§ Document excerpt:
────────────────────

Seven directors ‘weaponize storytelling’ to stand against hatred and violence
The Envelope gathered seven filmmakers for its annual Directors Roundtable — with the strongest representation of women to date. The wide-ranging conversation, led by The Times’ Mark Olsen, included Darren Aronofsky (“mother!”), Sean Baker (“The Florida Project”), Kathryn Bigelow (“Detroit”), Guillermo del Toro (“The Shape of Water”), Greta Gerwig (“Lady Bird”), Angelina Jolie (“First They Killed My Father”) and Jordan Peele (“Get Out”). The group found commonalities in their works, the outsider stories, the power of the parable, the emotional truths. And then there was that director who called Aronofsky’s “mother!” weird, how’d that go over? Here’s an excerpt from their conversation edited for length and clarity.
Mark Olsen: Darren, I’d seen you mention that before shooting “mother!” you’d shown your actors the Luis Buñuel film “Exterminating Angel.” What does that do for you or for your actors when you’re getting ready to shoot?

────────────────────

§ Supplied material:
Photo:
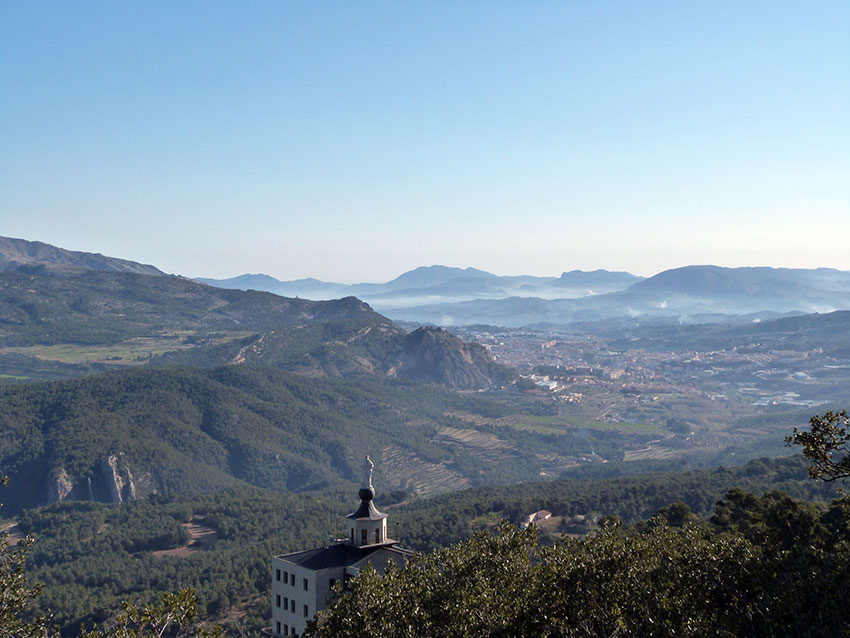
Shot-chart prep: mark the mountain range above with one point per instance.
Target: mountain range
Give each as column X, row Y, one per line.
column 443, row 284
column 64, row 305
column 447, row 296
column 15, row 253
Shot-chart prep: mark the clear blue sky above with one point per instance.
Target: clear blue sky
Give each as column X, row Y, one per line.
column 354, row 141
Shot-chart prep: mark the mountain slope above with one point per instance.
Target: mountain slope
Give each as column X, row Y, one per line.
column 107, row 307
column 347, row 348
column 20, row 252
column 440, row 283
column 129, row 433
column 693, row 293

────────────────────

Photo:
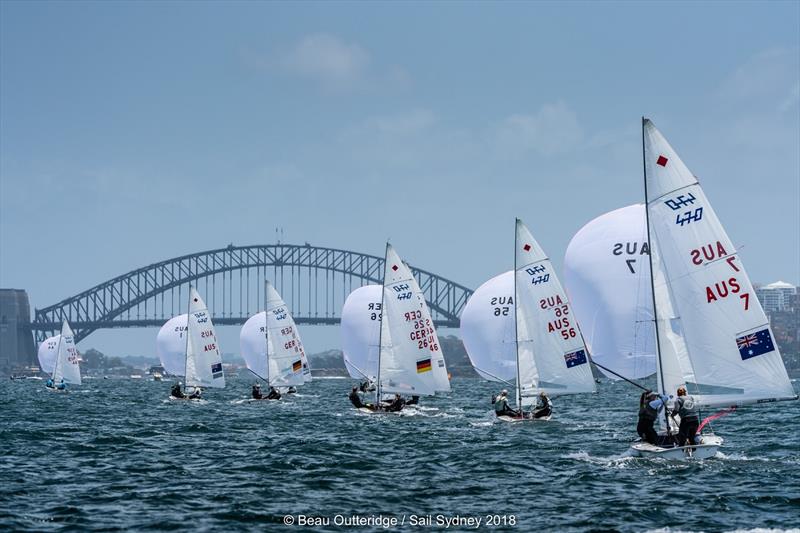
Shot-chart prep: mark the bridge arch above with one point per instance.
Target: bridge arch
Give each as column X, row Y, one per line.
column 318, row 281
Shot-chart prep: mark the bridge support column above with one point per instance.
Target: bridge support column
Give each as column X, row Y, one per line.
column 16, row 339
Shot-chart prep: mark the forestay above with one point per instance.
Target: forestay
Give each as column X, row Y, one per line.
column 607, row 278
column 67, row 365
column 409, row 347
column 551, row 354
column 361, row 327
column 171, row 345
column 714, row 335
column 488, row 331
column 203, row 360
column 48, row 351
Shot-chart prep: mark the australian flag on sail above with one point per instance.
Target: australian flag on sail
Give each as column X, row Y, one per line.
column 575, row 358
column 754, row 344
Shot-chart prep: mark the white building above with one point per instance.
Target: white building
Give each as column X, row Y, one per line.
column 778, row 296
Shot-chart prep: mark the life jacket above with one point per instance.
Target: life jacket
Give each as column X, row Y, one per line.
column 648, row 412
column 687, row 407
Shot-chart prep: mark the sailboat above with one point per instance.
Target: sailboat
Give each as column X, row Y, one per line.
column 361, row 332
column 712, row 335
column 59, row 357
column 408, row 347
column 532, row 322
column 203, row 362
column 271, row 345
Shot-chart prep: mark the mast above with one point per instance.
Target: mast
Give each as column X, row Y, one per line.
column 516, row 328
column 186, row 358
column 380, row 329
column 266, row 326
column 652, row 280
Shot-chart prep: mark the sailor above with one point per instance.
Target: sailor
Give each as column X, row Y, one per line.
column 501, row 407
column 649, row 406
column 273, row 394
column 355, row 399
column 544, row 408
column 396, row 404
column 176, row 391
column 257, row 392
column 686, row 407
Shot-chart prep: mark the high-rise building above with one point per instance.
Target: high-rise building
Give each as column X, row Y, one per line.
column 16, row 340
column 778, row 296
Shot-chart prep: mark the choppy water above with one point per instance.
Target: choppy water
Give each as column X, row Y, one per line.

────────────────────

§ Problem requirements: Set down the directors roundtable article above word for word, from its headline through Mark Olsen's question to Darren.

§ Worked solution:
Seven directors ‘weaponize storytelling’ to stand against hatred and violence
The Envelope gathered seven filmmakers for its annual Directors Roundtable — with the strongest representation of women to date. The wide-ranging conversation, led by The Times’ Mark Olsen, included Darren Aronofsky (“mother!”), Sean Baker (“The Florida Project”), Kathryn Bigelow (“Detroit”), Guillermo del Toro (“The Shape of Water”), Greta Gerwig (“Lady Bird”), Angelina Jolie (“First They Killed My Father”) and Jordan Peele (“Get Out”). The group found commonalities in their works, the outsider stories, the power of the parable, the emotional truths. And then there was that director who called Aronofsky’s “mother!” weird, how’d that go over? Here’s an excerpt from their conversation edited for length and clarity.
Mark Olsen: Darren, I’d seen you mention that before shooting “mother!” you’d shown your actors the Luis Buñuel film “Exterminating Angel.” What does that do for you or for your actors when you’re getting ready to shoot?